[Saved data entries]
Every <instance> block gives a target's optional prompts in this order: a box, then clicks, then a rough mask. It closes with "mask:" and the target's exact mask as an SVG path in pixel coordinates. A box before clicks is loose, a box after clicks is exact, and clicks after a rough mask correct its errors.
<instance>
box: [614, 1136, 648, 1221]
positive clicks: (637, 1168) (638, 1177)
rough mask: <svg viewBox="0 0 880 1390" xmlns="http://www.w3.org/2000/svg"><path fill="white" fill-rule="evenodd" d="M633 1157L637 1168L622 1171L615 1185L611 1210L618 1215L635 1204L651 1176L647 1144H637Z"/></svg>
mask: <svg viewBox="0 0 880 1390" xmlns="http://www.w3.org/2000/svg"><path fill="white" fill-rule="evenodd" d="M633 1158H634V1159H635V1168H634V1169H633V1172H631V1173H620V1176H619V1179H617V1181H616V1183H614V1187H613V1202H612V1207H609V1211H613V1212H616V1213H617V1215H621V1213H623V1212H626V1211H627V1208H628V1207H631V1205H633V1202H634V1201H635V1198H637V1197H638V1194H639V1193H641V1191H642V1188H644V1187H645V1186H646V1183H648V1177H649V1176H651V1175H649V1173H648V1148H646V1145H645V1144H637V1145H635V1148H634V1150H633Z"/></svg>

GOAL OF THE EXERCISE:
Every line in the records has to be written out again exactly.

TASK SOLUTION:
Every <instance> block gives a target's optional prompts in this order: a box, then clicks, then a rough mask. It closes with "mask:" and the target's exact mask as an SVG path in pixel coordinates. A box before clicks is loose, a box after clicks is exact, and clicks after a rough mask correct its errors.
<instance>
box: [614, 1136, 648, 1221]
positive clicks: (637, 1168) (638, 1177)
rough mask: <svg viewBox="0 0 880 1390" xmlns="http://www.w3.org/2000/svg"><path fill="white" fill-rule="evenodd" d="M633 1157L637 1168L622 1171L615 1185L611 1210L618 1215L635 1204L651 1176L647 1144H637Z"/></svg>
mask: <svg viewBox="0 0 880 1390" xmlns="http://www.w3.org/2000/svg"><path fill="white" fill-rule="evenodd" d="M633 1158H634V1159H635V1168H634V1169H633V1172H631V1173H620V1176H619V1179H617V1181H616V1183H614V1187H613V1202H612V1207H609V1211H613V1212H616V1213H617V1215H621V1213H623V1212H626V1211H627V1208H628V1207H631V1205H633V1202H634V1201H635V1198H637V1197H638V1194H639V1193H641V1191H642V1188H644V1187H645V1186H646V1183H648V1177H649V1176H651V1175H649V1173H648V1148H646V1145H645V1144H637V1145H635V1148H634V1150H633Z"/></svg>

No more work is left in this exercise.